WRITTEN TASK
Please return, word for word, everything from "There are many" down to "his gripping stories." in the text below about a World War II fighter pilot.

TEXT EXTRACT
==================================================
There are many interesting people enjoying retirement life at Kendal on Hudson, including Pulitzer Prize winners, accomplished authors, artists and more. Recently, we spoke with a World War II fighter pilot who was kind enough to share some of his gripping stories.
Bill, a resident of Kendal on Hudson, told us about his time during the war and what a day in the life of a fighter pilot was like during those turbulent times.
The Call to Join
Before Bill decided to join the military and fight in World War II, he was living in Brooklyn, New York and working at Sperry Gyroscope Company. At the time, Bill was only 18 years old and his mother reluctantly gave him permission to join.
“I felt it was my patriotic duty to join,” Bill explained. “A war was going on and we were very concerned about Hitler, and then Japan bombe
d Pearl Harbor. We also knew that Hitler was doing harm to the Jews and as a Jewish man, that really concerned me. We didn’t know about the concentration camps at the time.”
Bill joined the U.S. Army Air Corp and trained to be a fighter pilot. He became a first lieutenant assigned to the 357th Squadron, 355th Fighter Group, Eighth Air Force and was stationed at Steeple Morden, England. Steeple Morden was a tiny village in England composed of about 400 people. The airfield was carved out of a wheat field. The Bassingbourn airfield that housed the B-17’s (U.S. heavy bombers used in World War II) that Bill and his fellow pilots were assigned to protect during their missions was only 5 miles away.
A Day in the Life of a Fighter Pilot
On mission day, Bill and the rest of the fighter pilots would awake around dawn to get prepared.
“You could hear the B-17s starting their engines and warming up in the distance. That’s how you knew it was mission day,” Bill said. “I would get dressed, head to the latrine to wash up and then ate breakfast with the rest of the pilots. We would then be taken by Jeep to head to the briefing room to listen to what our mission was for the day.”
Upon entering the mission room, the pilots would sit in front of a wall covered in a shroud. Once the briefing officer entered the room, the shroud would be pulled and a
map of the mission would be revealed.
“Our purpose was to escort the bombers to and from their mission,” Bill explained. “The bombers’ targets were German war manufacturing facilities such as oil refineries, airfields and jet manufacturers.”
==================================================
EXTRACTED ENTRIES
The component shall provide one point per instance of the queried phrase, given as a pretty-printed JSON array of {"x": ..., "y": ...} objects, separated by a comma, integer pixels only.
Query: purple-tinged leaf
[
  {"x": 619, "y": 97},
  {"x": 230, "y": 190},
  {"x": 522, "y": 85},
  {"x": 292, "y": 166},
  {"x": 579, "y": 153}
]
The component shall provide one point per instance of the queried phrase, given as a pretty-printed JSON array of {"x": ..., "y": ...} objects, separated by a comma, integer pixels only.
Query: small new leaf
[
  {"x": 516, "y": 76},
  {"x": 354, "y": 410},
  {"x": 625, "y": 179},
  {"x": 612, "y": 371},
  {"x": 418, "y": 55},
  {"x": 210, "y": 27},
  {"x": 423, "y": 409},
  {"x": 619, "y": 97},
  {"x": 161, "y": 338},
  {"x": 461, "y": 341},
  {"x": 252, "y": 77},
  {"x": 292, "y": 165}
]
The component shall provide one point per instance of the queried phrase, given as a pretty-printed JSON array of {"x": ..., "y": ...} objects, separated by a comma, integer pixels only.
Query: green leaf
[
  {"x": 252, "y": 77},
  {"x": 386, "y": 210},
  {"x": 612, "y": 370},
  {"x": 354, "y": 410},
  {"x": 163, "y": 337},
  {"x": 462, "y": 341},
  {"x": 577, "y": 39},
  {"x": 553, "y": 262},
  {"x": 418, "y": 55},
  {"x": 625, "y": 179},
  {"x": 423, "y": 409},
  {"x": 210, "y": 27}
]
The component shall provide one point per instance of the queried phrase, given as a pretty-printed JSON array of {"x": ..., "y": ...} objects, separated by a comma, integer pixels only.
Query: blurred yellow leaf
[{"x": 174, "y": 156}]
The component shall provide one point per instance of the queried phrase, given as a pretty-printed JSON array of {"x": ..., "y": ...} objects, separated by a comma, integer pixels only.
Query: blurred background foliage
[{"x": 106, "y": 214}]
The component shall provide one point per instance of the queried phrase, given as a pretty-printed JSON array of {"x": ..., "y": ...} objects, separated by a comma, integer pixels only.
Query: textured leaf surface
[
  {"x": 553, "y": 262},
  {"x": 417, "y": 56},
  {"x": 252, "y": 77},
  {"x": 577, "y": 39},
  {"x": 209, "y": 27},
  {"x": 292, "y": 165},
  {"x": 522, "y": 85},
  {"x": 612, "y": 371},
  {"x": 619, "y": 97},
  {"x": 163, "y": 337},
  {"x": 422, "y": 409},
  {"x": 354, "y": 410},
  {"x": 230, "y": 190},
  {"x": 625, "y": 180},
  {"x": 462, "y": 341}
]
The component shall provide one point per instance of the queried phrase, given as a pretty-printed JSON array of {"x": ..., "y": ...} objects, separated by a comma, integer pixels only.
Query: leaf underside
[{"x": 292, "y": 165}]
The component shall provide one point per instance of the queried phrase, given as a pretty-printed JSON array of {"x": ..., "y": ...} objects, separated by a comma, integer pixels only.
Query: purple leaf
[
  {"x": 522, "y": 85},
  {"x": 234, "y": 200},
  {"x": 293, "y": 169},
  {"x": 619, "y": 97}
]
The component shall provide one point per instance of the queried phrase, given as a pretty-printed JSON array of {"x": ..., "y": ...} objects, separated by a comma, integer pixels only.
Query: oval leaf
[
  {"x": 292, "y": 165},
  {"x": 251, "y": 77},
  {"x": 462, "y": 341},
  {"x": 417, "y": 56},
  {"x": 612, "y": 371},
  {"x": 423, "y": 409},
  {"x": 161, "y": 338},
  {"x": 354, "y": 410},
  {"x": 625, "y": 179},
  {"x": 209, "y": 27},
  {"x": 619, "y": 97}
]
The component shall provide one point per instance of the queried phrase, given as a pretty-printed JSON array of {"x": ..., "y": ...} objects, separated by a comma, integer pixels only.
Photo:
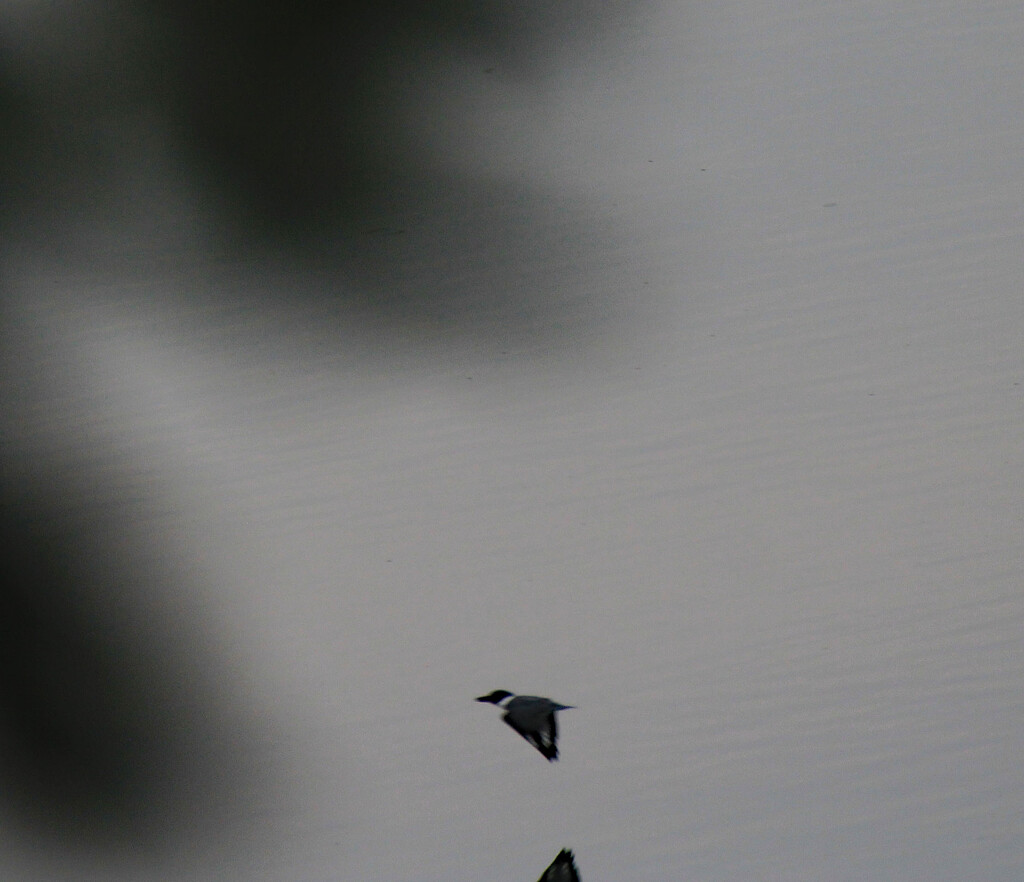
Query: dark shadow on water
[{"x": 119, "y": 732}]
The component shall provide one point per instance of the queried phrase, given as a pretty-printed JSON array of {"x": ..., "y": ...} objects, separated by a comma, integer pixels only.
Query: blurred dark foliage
[
  {"x": 281, "y": 114},
  {"x": 113, "y": 731}
]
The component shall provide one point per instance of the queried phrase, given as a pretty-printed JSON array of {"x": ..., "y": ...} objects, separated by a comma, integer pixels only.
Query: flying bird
[
  {"x": 532, "y": 717},
  {"x": 562, "y": 869}
]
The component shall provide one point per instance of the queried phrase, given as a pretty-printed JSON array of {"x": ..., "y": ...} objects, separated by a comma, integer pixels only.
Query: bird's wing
[
  {"x": 562, "y": 869},
  {"x": 543, "y": 739}
]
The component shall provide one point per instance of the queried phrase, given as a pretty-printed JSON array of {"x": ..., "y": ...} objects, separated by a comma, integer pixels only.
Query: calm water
[{"x": 744, "y": 491}]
==================================================
EXPECTED ANSWER
There are many interesting people enjoying retirement life at Kendal on Hudson, including Pulitzer Prize winners, accomplished authors, artists and more. Recently, we spoke with a World War II fighter pilot who was kind enough to share some of his gripping stories.